_TASK DESCRIPTION_. Filter the material below, keeping every line that contains the string "track", and copy those lines out.

§ §

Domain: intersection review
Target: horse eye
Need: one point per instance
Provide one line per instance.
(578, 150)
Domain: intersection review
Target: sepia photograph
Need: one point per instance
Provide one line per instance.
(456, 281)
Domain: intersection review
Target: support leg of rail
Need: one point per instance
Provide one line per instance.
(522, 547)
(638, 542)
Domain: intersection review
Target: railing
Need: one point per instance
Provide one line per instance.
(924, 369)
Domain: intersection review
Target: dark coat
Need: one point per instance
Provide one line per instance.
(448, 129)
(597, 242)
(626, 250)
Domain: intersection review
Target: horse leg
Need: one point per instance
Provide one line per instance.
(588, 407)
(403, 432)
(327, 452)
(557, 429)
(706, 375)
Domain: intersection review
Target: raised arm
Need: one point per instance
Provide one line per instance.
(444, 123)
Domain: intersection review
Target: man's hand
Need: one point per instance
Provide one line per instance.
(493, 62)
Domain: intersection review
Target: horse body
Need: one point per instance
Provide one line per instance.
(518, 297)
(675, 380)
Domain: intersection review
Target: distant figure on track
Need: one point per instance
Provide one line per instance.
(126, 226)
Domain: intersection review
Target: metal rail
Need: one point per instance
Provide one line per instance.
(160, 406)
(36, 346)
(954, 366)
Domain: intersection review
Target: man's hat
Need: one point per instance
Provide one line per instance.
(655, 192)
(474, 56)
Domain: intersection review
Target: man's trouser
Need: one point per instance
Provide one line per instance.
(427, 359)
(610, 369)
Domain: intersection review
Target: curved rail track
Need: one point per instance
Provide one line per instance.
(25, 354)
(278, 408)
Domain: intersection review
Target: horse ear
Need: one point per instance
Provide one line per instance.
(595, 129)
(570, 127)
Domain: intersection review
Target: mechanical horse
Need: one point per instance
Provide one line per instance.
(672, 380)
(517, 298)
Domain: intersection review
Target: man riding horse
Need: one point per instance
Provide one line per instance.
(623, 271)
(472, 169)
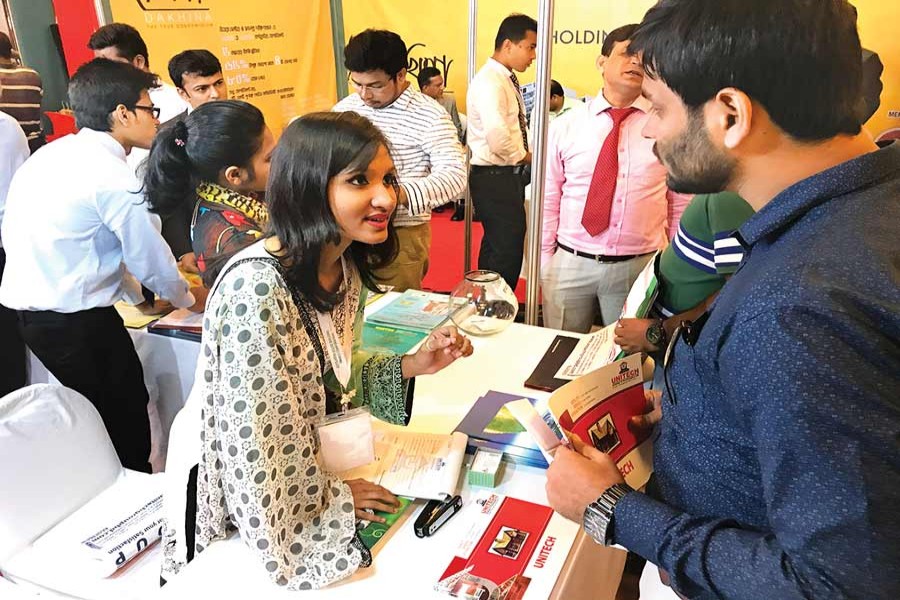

§ §

_WORKED SOLUTION_.
Target: distant figure on track
Target: curved rail track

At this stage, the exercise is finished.